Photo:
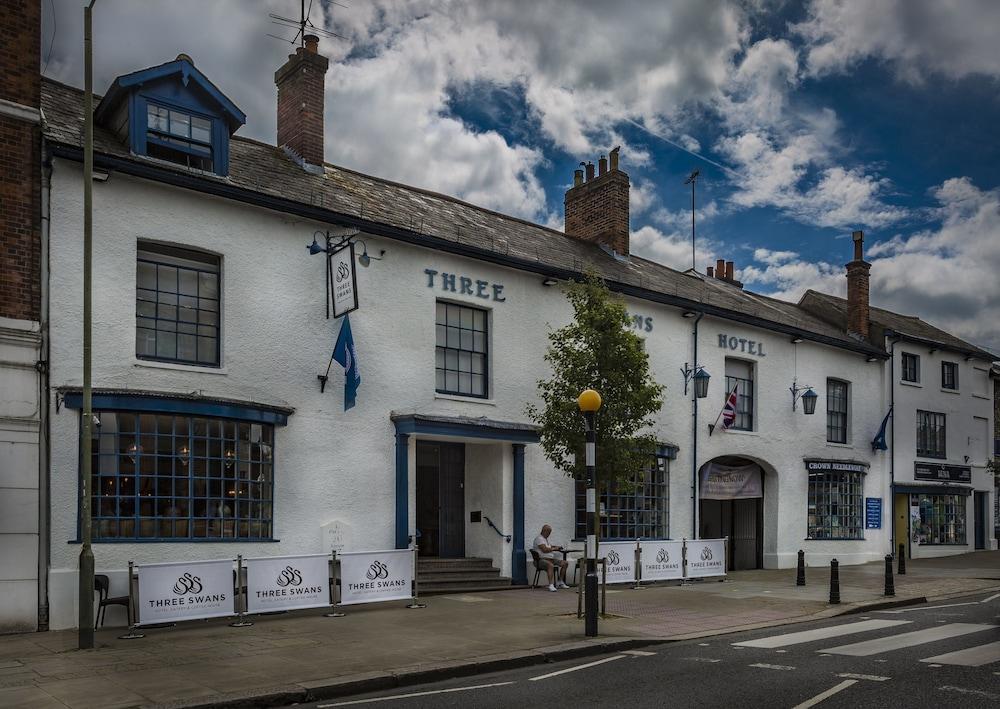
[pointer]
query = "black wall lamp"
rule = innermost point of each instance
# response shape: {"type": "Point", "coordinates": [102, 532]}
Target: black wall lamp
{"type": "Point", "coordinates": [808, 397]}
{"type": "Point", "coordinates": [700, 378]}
=-=-=-=-=
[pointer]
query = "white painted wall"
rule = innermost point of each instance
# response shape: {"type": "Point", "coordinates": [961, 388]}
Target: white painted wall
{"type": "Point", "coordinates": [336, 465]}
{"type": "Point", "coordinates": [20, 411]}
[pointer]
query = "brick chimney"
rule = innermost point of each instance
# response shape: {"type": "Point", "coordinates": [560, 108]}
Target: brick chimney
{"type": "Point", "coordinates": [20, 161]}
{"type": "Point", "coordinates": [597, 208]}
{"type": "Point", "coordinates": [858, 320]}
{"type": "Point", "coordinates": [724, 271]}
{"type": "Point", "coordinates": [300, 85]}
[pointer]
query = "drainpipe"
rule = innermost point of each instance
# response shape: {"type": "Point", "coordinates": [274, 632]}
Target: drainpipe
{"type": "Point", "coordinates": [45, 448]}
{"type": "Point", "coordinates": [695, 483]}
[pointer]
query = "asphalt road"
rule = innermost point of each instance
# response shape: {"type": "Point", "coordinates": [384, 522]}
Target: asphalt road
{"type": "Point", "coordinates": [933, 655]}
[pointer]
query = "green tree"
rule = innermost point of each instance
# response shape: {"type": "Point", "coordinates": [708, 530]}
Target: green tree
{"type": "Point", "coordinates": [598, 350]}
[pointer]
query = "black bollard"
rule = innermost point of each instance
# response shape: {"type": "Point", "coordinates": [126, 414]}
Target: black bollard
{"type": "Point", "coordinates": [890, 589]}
=-=-=-=-=
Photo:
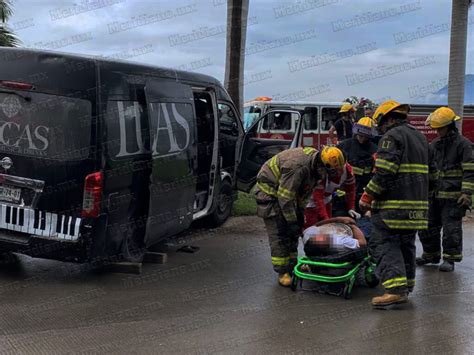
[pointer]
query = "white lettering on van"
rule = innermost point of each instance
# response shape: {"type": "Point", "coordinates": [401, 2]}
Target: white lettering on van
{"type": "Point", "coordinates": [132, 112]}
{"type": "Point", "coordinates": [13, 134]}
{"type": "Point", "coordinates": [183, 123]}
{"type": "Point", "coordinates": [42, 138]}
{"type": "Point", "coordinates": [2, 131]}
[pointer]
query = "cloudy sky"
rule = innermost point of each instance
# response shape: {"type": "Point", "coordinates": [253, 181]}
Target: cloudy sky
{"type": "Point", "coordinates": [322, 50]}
=-=-=-=-=
Written problem: Count the lines in the entries above that contain the word "lettering" and reply with that number alone.

Expected answer: 2